## Coordinate annotation entries:
════════════════════

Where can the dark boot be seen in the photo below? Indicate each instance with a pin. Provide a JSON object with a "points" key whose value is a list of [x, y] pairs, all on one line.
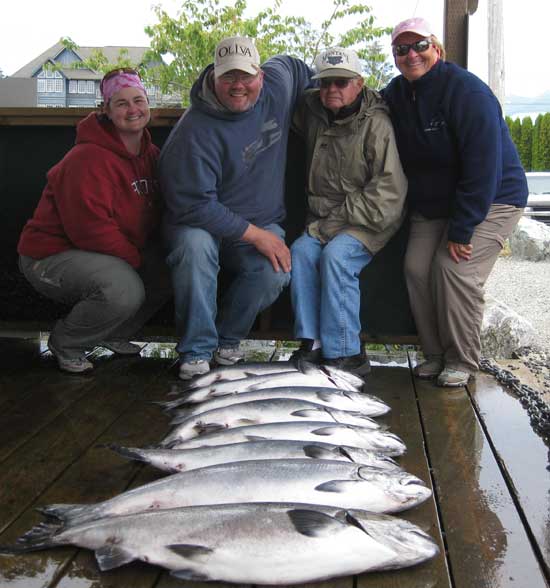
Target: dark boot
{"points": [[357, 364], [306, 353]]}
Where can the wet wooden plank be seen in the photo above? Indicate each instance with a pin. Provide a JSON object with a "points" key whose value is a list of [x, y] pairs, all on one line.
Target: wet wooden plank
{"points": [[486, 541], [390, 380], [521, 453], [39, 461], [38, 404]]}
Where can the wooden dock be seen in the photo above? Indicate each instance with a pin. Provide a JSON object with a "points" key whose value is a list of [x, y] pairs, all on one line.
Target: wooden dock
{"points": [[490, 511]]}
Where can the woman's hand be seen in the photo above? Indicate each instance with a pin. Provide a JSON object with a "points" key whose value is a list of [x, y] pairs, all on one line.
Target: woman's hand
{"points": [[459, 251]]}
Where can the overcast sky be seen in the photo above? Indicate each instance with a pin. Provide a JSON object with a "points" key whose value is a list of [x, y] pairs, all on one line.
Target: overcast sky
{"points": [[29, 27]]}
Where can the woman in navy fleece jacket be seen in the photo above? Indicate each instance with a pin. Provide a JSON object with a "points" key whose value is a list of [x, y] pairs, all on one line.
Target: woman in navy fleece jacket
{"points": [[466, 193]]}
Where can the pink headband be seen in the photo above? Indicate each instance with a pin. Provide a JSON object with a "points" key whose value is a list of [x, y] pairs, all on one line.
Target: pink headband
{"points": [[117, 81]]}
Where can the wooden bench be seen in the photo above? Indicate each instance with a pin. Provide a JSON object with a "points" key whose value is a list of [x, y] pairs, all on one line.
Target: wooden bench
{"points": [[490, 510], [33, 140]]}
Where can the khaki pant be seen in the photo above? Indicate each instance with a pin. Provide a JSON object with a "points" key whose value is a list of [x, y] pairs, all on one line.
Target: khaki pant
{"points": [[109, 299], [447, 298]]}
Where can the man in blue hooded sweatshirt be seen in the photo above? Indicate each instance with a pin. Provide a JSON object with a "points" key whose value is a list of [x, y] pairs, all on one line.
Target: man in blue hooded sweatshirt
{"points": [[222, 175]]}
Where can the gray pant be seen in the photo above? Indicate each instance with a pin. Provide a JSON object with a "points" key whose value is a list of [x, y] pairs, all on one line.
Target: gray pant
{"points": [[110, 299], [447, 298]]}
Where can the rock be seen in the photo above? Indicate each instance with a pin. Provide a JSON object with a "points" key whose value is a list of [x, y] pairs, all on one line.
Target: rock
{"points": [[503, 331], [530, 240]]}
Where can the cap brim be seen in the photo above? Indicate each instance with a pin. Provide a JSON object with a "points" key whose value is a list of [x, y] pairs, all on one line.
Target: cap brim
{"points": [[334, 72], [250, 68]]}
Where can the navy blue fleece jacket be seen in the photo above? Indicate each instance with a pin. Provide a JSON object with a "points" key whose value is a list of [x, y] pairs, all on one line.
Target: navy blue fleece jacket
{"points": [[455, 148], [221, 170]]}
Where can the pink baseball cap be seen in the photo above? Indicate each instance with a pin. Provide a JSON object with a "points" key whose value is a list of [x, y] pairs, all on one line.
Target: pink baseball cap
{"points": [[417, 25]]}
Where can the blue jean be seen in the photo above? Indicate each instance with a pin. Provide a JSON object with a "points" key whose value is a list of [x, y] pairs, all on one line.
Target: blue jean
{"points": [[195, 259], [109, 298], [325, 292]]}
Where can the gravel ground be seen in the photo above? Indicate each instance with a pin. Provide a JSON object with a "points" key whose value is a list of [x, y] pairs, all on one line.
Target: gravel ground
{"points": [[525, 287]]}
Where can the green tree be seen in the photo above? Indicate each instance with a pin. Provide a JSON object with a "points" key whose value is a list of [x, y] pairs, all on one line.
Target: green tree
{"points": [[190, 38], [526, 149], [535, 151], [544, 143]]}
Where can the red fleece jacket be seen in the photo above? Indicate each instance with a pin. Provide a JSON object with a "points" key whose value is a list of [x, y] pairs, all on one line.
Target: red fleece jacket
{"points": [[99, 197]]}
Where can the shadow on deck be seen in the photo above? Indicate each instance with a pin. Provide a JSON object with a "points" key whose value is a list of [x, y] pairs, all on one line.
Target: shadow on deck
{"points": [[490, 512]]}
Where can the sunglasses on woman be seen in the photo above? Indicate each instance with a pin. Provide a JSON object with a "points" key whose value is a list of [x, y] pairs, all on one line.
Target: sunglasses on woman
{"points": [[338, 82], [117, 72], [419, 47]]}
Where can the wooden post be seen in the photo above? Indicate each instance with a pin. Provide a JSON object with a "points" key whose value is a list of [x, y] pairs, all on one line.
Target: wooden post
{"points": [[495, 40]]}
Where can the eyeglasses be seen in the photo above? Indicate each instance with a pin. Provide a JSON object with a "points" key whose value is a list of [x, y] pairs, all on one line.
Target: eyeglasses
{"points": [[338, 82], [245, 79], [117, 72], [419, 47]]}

════════════════════

## Stated exercise:
Scale the stretch of entries from the line containing "Where can the green" through the end of the entries, and give only those lines. Copy every line in full with its wording unchanged, but multiply each x and y coordinate in the answers by 0.75 and round to a whole number, with halves rounded up.

## Answer for this exercise:
Where can the green tree be seen in the photo above? Indicate each instance with a pin. Provide a JSON object with a "points" key whose value is a list of [x, y] pairs, all on one line.
Target: green tree
{"points": [[143, 29], [395, 112], [401, 113], [408, 107]]}
Where can the red fleece jacket be seen in the photo above? Indicate each instance with a pin. Provide a JSON object with a "points" key whose value is a list of [x, y] pairs, all on one line.
Target: red fleece jacket
{"points": [[74, 148]]}
Where can the shadow on deck be seen in the photo above? Indicate each instance with a pin. Provide a JSON object with a "points" key whose value is a list of [x, y] pairs, all on one line.
Target: shadow on deck
{"points": [[368, 384]]}
Where can the sunglasses on woman be seen in the photo above? Indicate each instance with a pin. Provide a JSON object with a "points" key whose value is a list of [x, y] pairs, all on one line.
Target: sunglasses on woman
{"points": [[254, 62], [88, 54], [314, 35]]}
Where can the wooden post be seen in the photo above? Indicate each instance with a pin. Provide a JSON object with a "points" key whose value is a list of [x, y] pairs, all on one line.
Target: wooden post
{"points": [[371, 30]]}
Where can the eyeglasses be seen in the photo above? Indicate each instance with a pin. Provide a JSON object with a "points" key whose value is a list of [x, y] pairs, all on one line.
Target: eyeglasses
{"points": [[254, 62], [184, 59], [88, 54], [314, 35]]}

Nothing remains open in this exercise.